Filter the lines below and copy out each one that contains the word "Return", treating uppercase and lowercase as different.

_Contour labeling items:_
● ● ● ● ●

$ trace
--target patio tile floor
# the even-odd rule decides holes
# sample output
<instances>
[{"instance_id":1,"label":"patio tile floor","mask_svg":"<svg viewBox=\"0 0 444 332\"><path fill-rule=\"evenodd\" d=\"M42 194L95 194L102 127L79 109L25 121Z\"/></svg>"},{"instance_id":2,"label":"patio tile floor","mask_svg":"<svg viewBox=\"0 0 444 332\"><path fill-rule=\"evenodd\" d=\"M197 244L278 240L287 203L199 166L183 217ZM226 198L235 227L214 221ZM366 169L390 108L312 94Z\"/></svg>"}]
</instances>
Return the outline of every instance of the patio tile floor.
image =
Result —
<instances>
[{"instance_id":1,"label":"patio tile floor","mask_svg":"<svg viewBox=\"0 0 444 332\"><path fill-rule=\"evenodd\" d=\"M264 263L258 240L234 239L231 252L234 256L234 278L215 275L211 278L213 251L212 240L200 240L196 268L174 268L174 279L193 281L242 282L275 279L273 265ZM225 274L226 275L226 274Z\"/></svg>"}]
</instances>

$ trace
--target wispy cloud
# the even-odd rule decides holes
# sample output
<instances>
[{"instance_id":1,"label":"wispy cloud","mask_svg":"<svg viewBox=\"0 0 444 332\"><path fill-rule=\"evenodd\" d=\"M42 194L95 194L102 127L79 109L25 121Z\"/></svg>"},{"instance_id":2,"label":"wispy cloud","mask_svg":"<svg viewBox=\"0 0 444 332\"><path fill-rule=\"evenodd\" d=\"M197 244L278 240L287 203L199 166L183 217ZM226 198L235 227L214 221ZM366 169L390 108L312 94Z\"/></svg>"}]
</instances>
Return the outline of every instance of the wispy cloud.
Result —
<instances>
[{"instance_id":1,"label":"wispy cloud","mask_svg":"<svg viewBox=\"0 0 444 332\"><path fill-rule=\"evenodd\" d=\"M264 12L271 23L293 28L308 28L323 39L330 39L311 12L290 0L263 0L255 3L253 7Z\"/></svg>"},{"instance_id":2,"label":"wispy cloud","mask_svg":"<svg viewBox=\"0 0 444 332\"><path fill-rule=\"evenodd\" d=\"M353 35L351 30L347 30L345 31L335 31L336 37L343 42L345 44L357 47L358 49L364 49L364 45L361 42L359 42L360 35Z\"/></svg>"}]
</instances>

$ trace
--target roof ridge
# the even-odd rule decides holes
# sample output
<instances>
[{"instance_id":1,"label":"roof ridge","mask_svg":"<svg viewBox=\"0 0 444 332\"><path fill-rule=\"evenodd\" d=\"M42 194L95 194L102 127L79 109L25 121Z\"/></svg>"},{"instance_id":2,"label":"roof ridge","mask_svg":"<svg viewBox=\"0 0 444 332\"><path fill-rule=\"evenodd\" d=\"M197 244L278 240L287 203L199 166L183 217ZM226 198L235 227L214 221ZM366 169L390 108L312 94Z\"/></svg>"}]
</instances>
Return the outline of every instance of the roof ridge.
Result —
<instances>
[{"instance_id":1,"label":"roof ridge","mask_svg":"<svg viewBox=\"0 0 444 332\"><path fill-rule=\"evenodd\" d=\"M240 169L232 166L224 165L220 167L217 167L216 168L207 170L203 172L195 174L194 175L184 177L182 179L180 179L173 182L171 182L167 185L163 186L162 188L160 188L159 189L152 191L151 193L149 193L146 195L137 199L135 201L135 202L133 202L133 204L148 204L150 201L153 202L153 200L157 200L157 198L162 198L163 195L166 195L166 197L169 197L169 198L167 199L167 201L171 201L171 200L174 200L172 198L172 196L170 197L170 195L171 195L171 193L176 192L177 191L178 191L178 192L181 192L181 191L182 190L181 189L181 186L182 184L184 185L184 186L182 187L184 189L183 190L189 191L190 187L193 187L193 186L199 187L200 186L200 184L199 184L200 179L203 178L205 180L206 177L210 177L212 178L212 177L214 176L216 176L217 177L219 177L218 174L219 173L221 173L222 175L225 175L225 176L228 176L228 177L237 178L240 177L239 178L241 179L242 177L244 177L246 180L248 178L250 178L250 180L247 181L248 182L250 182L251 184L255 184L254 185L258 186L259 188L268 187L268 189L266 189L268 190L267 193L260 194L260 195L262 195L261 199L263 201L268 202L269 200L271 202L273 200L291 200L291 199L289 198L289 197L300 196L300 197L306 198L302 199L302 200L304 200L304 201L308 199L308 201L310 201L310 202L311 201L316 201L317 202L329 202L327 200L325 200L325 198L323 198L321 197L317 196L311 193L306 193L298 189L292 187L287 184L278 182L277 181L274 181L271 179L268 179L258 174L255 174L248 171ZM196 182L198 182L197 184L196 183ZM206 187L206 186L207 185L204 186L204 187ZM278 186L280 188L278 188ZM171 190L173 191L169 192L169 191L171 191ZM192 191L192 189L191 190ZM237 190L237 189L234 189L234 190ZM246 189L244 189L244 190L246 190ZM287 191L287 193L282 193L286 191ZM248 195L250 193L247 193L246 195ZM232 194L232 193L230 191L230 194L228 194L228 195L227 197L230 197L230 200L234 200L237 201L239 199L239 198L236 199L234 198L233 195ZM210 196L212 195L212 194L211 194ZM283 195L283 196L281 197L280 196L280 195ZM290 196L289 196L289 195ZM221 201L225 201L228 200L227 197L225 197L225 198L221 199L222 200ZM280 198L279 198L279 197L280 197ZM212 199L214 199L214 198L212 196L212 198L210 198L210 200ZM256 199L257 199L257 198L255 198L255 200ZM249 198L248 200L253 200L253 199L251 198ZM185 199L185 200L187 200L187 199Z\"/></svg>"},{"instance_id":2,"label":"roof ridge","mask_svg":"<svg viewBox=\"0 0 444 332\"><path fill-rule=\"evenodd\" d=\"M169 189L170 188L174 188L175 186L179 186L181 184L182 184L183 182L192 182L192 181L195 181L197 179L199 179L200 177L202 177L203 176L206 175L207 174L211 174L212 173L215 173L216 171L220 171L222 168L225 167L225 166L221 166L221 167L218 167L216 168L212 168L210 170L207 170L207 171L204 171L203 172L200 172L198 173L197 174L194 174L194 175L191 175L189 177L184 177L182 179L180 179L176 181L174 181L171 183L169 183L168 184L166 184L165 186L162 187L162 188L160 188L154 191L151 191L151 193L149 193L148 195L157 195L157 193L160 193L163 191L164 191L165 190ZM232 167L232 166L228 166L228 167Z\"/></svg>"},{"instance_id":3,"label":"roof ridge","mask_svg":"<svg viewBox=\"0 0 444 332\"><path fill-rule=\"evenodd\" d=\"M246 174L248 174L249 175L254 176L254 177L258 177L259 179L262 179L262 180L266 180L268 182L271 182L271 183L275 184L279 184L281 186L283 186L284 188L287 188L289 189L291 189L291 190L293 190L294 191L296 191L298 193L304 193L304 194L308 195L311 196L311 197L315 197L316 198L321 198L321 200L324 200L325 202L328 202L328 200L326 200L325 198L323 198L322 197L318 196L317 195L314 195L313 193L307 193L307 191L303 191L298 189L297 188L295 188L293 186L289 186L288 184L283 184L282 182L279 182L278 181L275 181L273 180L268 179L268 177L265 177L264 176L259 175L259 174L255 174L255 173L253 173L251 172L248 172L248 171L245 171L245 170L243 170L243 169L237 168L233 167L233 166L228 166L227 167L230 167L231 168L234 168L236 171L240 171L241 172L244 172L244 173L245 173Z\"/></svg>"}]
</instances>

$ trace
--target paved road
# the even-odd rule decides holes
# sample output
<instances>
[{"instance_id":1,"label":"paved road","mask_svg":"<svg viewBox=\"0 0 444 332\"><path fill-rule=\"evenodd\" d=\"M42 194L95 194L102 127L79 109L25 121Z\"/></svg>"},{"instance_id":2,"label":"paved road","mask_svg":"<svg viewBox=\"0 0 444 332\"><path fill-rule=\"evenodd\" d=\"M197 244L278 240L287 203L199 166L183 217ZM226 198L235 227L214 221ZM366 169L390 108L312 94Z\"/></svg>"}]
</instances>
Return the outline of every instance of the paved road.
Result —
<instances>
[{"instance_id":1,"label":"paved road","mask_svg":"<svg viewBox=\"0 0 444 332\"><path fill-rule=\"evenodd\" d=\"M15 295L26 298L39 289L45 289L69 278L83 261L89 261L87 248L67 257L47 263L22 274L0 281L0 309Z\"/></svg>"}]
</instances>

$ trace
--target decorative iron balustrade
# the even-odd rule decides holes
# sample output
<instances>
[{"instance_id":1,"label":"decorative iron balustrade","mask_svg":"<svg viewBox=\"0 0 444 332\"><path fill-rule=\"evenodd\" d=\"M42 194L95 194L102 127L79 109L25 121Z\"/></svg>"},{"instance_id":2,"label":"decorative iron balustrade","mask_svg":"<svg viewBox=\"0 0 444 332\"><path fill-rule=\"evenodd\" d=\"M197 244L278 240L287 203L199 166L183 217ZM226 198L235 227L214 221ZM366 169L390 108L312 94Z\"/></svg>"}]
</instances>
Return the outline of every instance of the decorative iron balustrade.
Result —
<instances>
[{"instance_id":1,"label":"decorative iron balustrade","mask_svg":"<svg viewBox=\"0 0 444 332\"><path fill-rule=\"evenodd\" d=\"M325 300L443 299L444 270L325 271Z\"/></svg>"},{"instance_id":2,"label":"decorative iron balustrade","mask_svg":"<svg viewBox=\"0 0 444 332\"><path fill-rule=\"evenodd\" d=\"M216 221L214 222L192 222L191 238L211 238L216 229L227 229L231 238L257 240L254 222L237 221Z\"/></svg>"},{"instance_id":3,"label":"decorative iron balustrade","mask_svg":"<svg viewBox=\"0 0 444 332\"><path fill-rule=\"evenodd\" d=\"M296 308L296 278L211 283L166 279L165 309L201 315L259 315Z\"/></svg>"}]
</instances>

● ● ● ● ●

_Output:_
Return the outline of every instance of the patio tile floor.
Return the outline of every instance of the wispy cloud.
Return the outline of every instance of the roof ridge.
Return the outline of every instance of the paved road.
Return the outline of every instance of the decorative iron balustrade.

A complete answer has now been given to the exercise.